The entries should be given again so that each one matches the original exactly.

##### Information given #####

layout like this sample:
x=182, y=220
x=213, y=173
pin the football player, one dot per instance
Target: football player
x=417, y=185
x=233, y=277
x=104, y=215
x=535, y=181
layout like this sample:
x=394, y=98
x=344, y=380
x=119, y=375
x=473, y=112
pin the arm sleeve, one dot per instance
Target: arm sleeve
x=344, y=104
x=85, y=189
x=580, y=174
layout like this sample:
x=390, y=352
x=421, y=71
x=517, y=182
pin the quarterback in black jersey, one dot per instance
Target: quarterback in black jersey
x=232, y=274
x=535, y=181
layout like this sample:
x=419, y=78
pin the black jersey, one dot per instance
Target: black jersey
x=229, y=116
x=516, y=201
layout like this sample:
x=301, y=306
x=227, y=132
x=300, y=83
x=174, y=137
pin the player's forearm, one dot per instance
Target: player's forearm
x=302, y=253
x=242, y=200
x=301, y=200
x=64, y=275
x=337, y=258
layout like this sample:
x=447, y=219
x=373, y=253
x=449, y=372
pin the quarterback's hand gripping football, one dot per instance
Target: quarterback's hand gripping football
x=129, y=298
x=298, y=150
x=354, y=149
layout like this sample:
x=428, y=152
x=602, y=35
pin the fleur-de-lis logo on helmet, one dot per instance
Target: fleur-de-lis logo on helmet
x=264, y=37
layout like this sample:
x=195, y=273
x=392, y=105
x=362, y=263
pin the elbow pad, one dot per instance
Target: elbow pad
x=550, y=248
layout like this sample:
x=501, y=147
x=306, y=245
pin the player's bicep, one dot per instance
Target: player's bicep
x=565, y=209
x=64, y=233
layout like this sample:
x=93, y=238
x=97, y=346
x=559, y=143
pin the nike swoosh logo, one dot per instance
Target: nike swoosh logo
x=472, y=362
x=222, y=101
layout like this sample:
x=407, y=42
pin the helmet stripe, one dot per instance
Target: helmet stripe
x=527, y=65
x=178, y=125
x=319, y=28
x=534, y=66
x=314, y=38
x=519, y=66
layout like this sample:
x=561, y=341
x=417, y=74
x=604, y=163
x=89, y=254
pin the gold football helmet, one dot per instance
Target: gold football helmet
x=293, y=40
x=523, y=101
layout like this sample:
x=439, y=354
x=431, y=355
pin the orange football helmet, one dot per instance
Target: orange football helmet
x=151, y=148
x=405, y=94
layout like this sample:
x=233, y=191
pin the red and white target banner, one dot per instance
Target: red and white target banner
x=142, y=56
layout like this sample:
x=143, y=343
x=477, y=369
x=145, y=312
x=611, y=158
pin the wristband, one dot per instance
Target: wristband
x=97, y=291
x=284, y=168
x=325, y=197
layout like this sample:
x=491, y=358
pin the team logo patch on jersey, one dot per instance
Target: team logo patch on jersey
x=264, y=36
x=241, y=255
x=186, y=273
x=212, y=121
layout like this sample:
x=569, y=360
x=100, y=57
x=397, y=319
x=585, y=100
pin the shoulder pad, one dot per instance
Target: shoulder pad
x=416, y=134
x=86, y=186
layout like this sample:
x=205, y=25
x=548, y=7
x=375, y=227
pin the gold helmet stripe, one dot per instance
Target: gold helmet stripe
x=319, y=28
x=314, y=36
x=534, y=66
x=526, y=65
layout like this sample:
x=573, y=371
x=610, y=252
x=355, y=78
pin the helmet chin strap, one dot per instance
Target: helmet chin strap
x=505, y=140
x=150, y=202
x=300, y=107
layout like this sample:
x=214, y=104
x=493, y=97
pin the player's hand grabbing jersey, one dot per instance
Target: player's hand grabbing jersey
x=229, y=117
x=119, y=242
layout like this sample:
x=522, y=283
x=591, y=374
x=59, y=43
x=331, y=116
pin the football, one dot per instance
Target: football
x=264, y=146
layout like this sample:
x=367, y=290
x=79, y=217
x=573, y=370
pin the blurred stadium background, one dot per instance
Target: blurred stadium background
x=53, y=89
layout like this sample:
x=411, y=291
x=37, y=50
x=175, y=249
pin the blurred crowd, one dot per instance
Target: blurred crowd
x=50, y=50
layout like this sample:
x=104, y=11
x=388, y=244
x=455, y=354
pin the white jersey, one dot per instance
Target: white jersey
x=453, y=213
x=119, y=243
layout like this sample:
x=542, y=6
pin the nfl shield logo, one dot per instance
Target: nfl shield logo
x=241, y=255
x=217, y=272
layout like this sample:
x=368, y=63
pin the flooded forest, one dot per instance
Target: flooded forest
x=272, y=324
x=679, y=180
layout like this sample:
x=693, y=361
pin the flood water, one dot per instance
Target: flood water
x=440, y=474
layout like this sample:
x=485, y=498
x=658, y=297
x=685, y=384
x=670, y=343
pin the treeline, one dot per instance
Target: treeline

#####

### The completed task:
layout like this sample:
x=182, y=220
x=213, y=173
pin the football player, one dot per instance
Target: football player
x=417, y=185
x=233, y=277
x=104, y=215
x=535, y=181
layout like this sample:
x=394, y=98
x=344, y=380
x=119, y=375
x=473, y=112
pin the arm sleeve, one dot per instance
Target: arm sleeve
x=344, y=104
x=85, y=189
x=580, y=174
layout like this sample:
x=390, y=352
x=421, y=71
x=517, y=182
pin the quarterback in black jersey, one dot per instance
Target: quarterback in black jersey
x=232, y=274
x=535, y=181
layout like this sample:
x=419, y=78
pin the black jersey, one dot per instance
Target: black jersey
x=229, y=116
x=516, y=201
layout like this sample:
x=301, y=306
x=227, y=132
x=300, y=83
x=174, y=137
pin the player's forearm, one dot per instance
Target: player's forearm
x=302, y=253
x=242, y=200
x=301, y=200
x=64, y=275
x=337, y=258
layout like this sample:
x=447, y=219
x=373, y=253
x=449, y=372
pin the quarterback's hand gripping football, one dot per instance
Target: quarterback's hand gripping football
x=129, y=298
x=298, y=150
x=354, y=149
layout like this sample:
x=428, y=152
x=602, y=35
pin the fleur-de-lis logo on helmet, one dot per instance
Target: fleur-de-lis logo on helmet
x=264, y=37
layout like this sample:
x=195, y=273
x=392, y=105
x=362, y=263
pin the elbow pad, one dot per instance
Target: elbow pad
x=550, y=248
layout like this sample:
x=501, y=147
x=306, y=245
pin the player's bicep, one dot per instance
Target: player's bicep
x=565, y=209
x=64, y=233
layout like this sample:
x=93, y=238
x=97, y=346
x=559, y=143
pin the nike swoosh logo, one dot per instance
Target: nike swoosh logo
x=472, y=362
x=222, y=101
layout like this sample:
x=407, y=42
pin the helmet stripe, one dot per instance
Target: helmet stripe
x=527, y=65
x=178, y=125
x=319, y=28
x=534, y=66
x=314, y=38
x=519, y=66
layout like this sample:
x=561, y=341
x=417, y=74
x=604, y=163
x=89, y=254
pin the gold football helmet, one dot per instance
Target: gold football helmet
x=293, y=40
x=523, y=101
layout like this sample:
x=439, y=354
x=431, y=355
pin the orange football helmet, one dot per instance
Target: orange football helmet
x=151, y=148
x=405, y=94
layout like this sample:
x=233, y=191
pin the red and white target banner, one dot per instance
Target: red and white target banner
x=142, y=56
layout like this sample:
x=143, y=343
x=477, y=369
x=145, y=312
x=611, y=158
pin the wristband, one dot per instance
Target: wristband
x=97, y=291
x=284, y=168
x=325, y=197
layout like this sample:
x=491, y=358
pin the team logo patch on jersey, one dot per instance
Target: team logo patch on jersey
x=264, y=36
x=241, y=255
x=186, y=273
x=212, y=121
layout like this sample:
x=569, y=360
x=100, y=57
x=397, y=319
x=585, y=100
pin the shoulder pad, one dot per instance
Target: shoulder pad
x=416, y=134
x=86, y=186
layout like this sample:
x=205, y=25
x=548, y=7
x=375, y=227
pin the gold helmet stripe, one dot per instance
Target: gold helmet stripe
x=319, y=28
x=314, y=36
x=534, y=66
x=526, y=65
layout like this sample:
x=573, y=371
x=610, y=252
x=355, y=78
pin the helmet chin strap, one dot per instance
Target: helmet chin strap
x=505, y=140
x=150, y=202
x=300, y=107
layout like this sample:
x=214, y=104
x=493, y=97
pin the player's hand grabbing jersey, one dot per instance
Target: player's hand grabbing jersey
x=229, y=117
x=119, y=242
layout like this sample:
x=522, y=283
x=591, y=374
x=59, y=43
x=331, y=116
pin the football, one dot per instance
Target: football
x=264, y=146
layout like this sample:
x=367, y=290
x=79, y=217
x=573, y=370
pin the blurred stadium background, one dot per instance
Target: blurred stadium background
x=53, y=89
layout like this sample:
x=411, y=291
x=37, y=50
x=175, y=249
pin the blurred crowd, one dot per instance
Target: blurred crowd
x=50, y=50
layout like this sample:
x=104, y=11
x=388, y=244
x=455, y=354
pin the white jersey, one dot per instance
Target: white jersey
x=453, y=213
x=119, y=243
layout like this sample:
x=542, y=6
pin the nfl shield logo, one dot per instance
Target: nfl shield logo
x=241, y=255
x=217, y=272
layout like this sample:
x=368, y=63
pin the flooded forest, one dot per instance
Target: flooded forest
x=272, y=324
x=679, y=180
layout like this sample:
x=693, y=361
pin the flood water, one dot per instance
Target: flood water
x=440, y=474
layout like this sample:
x=485, y=498
x=658, y=297
x=685, y=384
x=670, y=343
pin the treeline, one dot per instance
Target: treeline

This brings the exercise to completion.